DESCRIPTION OF THE TASK: Extract every line below that contains the string "Target", copying each one unchanged.

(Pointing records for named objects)
◇ ◇ ◇ ◇ ◇
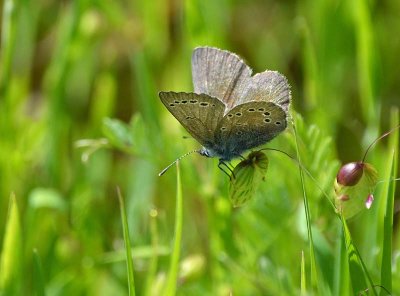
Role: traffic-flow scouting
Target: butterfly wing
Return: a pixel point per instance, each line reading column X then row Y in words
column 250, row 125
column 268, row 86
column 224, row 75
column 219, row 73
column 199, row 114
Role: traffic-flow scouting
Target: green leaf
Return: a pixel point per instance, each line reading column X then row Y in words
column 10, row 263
◇ ◇ ◇ ◇ ◇
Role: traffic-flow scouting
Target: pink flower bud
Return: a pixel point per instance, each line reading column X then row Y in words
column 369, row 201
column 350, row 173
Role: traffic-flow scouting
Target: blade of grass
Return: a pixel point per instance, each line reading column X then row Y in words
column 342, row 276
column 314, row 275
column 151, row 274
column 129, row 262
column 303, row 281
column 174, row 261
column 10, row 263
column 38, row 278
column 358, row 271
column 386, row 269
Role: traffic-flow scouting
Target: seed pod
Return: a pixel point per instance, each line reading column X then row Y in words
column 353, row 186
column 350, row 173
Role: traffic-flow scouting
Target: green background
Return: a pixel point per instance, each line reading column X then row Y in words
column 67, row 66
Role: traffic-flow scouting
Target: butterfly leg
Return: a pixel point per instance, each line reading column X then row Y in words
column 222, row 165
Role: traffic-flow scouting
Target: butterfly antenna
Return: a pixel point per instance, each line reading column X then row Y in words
◇ ◇ ◇ ◇ ◇
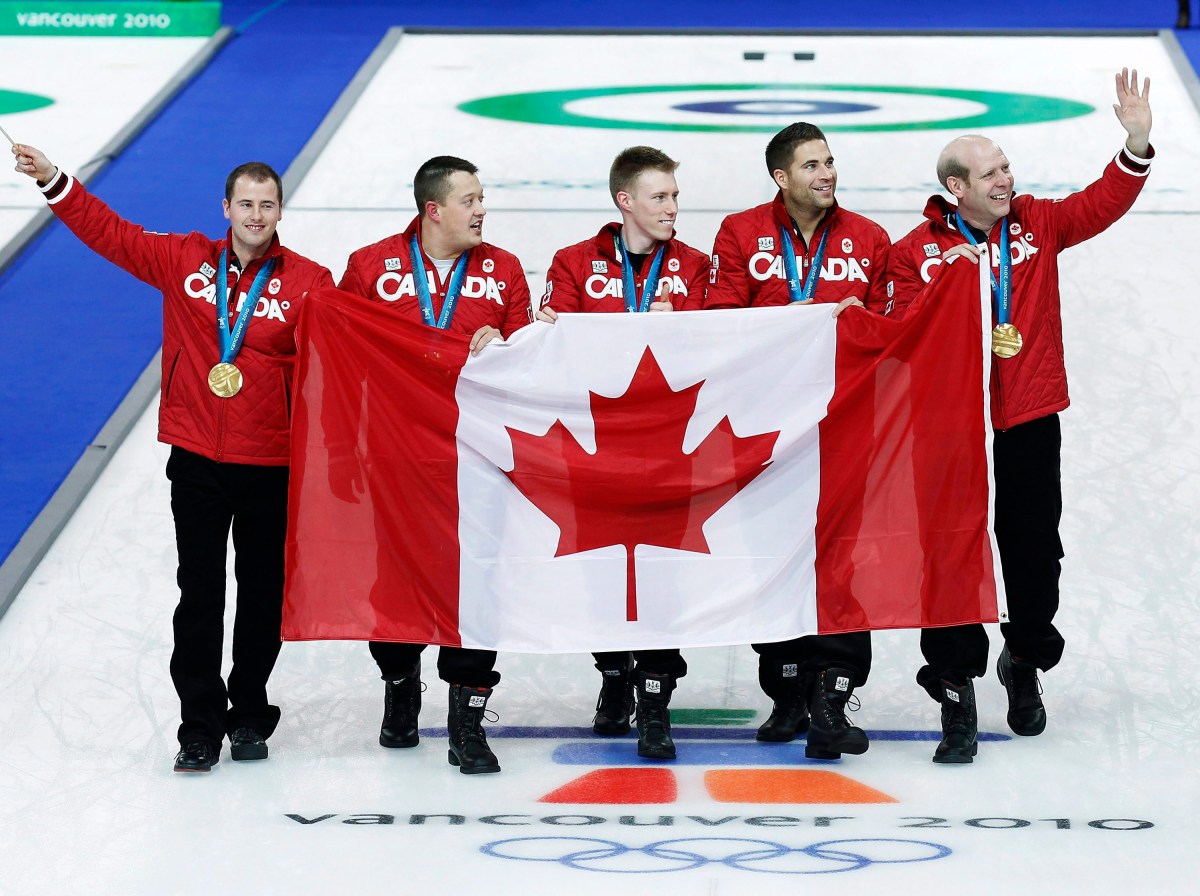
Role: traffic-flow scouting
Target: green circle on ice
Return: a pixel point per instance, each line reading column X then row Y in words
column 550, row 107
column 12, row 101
◇ ◇ ◇ ◇ ◇
OUTPUT:
Target: butterfly wing
Target: green leaf
Target: pink flower bud
Target: blade of grass
Target: seed pod
Target: green background
Target: butterfly leg
Target: butterfly antenna
Target: green circle on ice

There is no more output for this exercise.